• PROBLEM DETAILS
Leave out the pictures and restate the rest of the data exactly.

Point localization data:
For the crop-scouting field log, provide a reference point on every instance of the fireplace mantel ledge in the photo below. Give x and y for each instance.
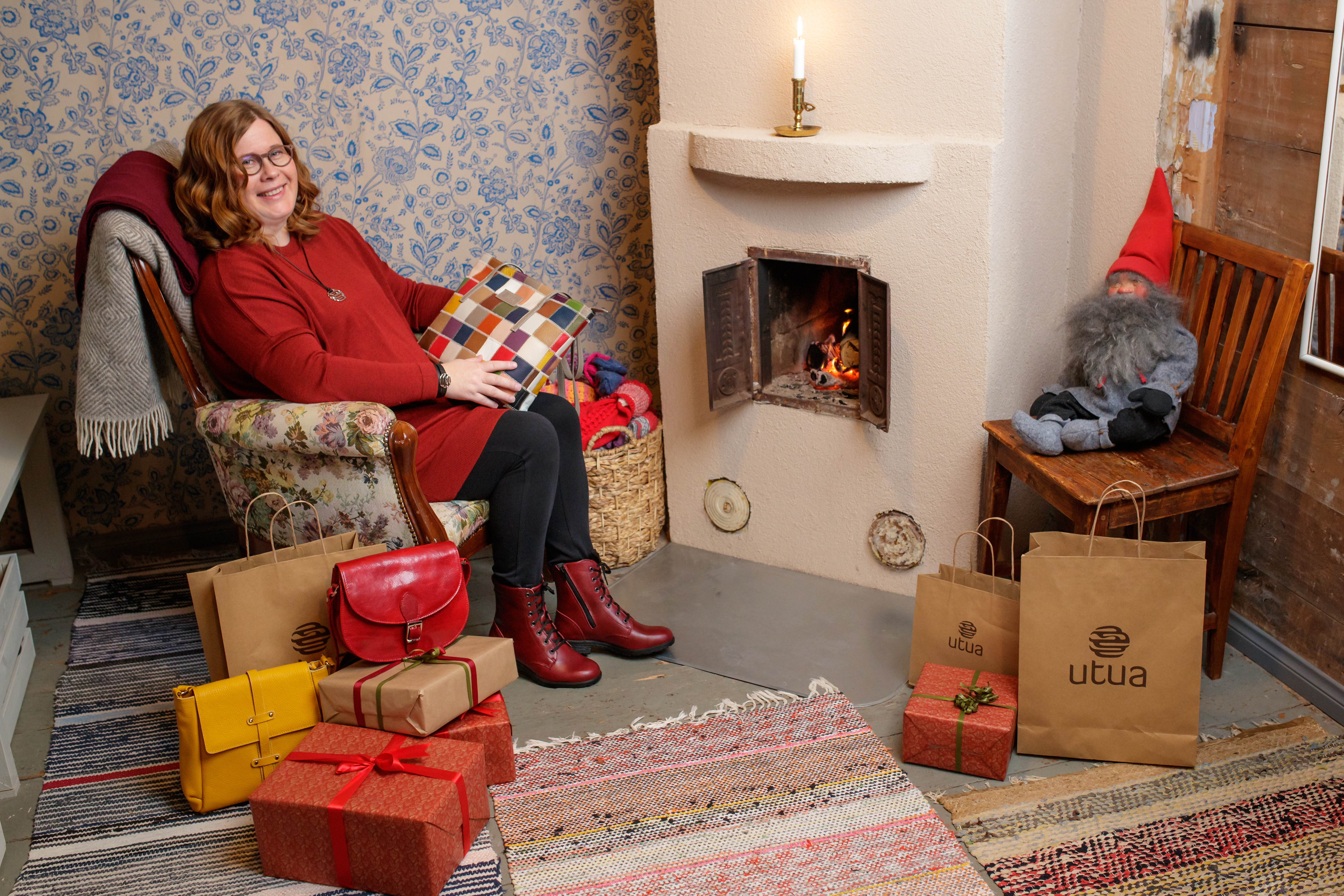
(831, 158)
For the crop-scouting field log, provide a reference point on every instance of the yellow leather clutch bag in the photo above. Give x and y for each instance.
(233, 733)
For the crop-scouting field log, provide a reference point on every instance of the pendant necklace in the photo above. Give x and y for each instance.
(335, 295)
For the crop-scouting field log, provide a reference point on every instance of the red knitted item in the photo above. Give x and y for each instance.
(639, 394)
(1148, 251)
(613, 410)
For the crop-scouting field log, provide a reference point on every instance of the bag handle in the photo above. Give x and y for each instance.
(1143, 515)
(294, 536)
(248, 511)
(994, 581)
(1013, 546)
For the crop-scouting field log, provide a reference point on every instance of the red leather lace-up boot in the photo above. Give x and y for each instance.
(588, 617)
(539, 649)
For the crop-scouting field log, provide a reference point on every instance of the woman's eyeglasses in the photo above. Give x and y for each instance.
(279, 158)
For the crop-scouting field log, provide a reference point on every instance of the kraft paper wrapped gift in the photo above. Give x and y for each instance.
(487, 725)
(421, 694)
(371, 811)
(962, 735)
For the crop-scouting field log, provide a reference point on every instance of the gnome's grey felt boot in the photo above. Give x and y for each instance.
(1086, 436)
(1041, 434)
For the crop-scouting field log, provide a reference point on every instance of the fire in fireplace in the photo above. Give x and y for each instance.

• SOLUTION TO THE PROBLEM
For the crop-scouting field log, provide a reference point on every instance of the fireplace mantel ledge in the photo below. Give x and y for each instance.
(831, 158)
For the crop-scouting field log, provide a reference point on every instance of the yellow leather clutch bag in the photo above. Give x and y for each instance.
(233, 733)
For the crop-scouting field log, provide a reference point on every instance of the pendant necklace in the photo above. Give x and y for each instance.
(335, 295)
For the crop-scouting field log, provide a reference point on every instance of the red knitted item in the photo above. Give x and y for each instance.
(639, 394)
(1148, 251)
(613, 410)
For the crop-scouting field log, provide a reference point on every instance of the bag handle in the photo above. Give x and y for each instance.
(1143, 515)
(294, 536)
(248, 511)
(994, 581)
(1013, 546)
For the crop-scouting field log, provide a reference point on every instance of the red leather lace-up boot in the photo above. Give x and y for each instance.
(588, 617)
(539, 649)
For the crop-scouting field log, provide a reference point on every instance of the woman's eyeglasses in the photo above. Give x and y for each instance.
(279, 158)
For the crop-scouting field log, provide a reference point on every instance of the kraft paper wrapped gift in the photo above. Give x and y for each instance.
(487, 725)
(421, 694)
(371, 811)
(962, 735)
For the crop-scouting field log, provide a reference point on every instance of the gnome's grey felt boot in the photo above. Give x and y for each instance.
(1086, 436)
(1041, 434)
For the crop-scouting field log, provide a reference point on every instance of the fire in fireplace in the photo above. Give x and y for each instance.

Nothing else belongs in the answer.